--- List of tasks ---
1 - Please set down the interview word for word, from "I was raised" to "as an author.".
2 - Using the interview, decide whether each statement agrees with it, answering yes or no and quoting the deciding words: (a) Mallory's Oracle was the speaker's first book. (b) The speaker was raised to be a musician. (c) Readers sometimes ask for a kinder Mallory.
3 - In the interview, what did a fan send the speaker after the first book came out?

--- Selected passage ---
Whenever I go out on tour, someone will ask if Mallory is autobiographical. It always startles me. I like to think that I show no markers for a sociopath. Mallory is purely a work of imagination. This answer disappoints everyone.

What do readers make of Mallory’s lack of lovability or even likability?

After my first book was published [Mallory’s Oracle], I received an envelope full of religious material from a fan who wanted to save my soul. That’s when I knew I was on to something.

Mallory’s drive remains as intense as ever, and she’s still lacking in warmth.

Sometimes readers ask for a kinder, gentler Mallory. I explain that if I do that, I’ve got no book. These are character-driven novels, and I like the way the lady drives. In that respect, she has a vehicular-homicide way about her: always a challenge to go through a red light before it can turn green. I suppose I could try to warm up her image by giving her a dog, but the dog would be frightened all the time.

Why does art play a major role in several Mallory novels?

I was raised and educated to be a painter, so I wrote in the closet. When I left school, it was with the objective of becoming a starving artist and dying in the gutter. I messed up that idea when my first book was published. And now, through no fault of my own, I seem to have stumbled on job security as an author.

[Object pointing dataset records]
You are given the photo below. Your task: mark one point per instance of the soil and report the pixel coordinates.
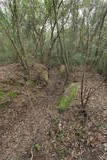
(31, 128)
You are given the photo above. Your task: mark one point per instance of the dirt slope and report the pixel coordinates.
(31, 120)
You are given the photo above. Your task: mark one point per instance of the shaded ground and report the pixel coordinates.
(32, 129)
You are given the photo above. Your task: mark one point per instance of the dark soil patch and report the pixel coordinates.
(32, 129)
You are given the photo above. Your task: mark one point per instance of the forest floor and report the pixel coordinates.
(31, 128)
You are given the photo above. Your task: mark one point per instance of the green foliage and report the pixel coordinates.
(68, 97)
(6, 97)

--- Complete answers ---
1 -
I was raised and educated to be a painter, so I wrote in the closet. When I left school, it was with the objective of becoming a starving artist and dying in the gutter. I messed up that idea when my first book was published. And now, through no fault of my own, I seem to have stumbled on job security as an author.

2 -
(a) Yes: "After my first book was published [Mallory’s Oracle]"
(b) No: "I was raised and educated to be a painter"
(c) Yes: "Sometimes readers ask for a kinder, gentler Mallory."

3 - An envelope full of religious material.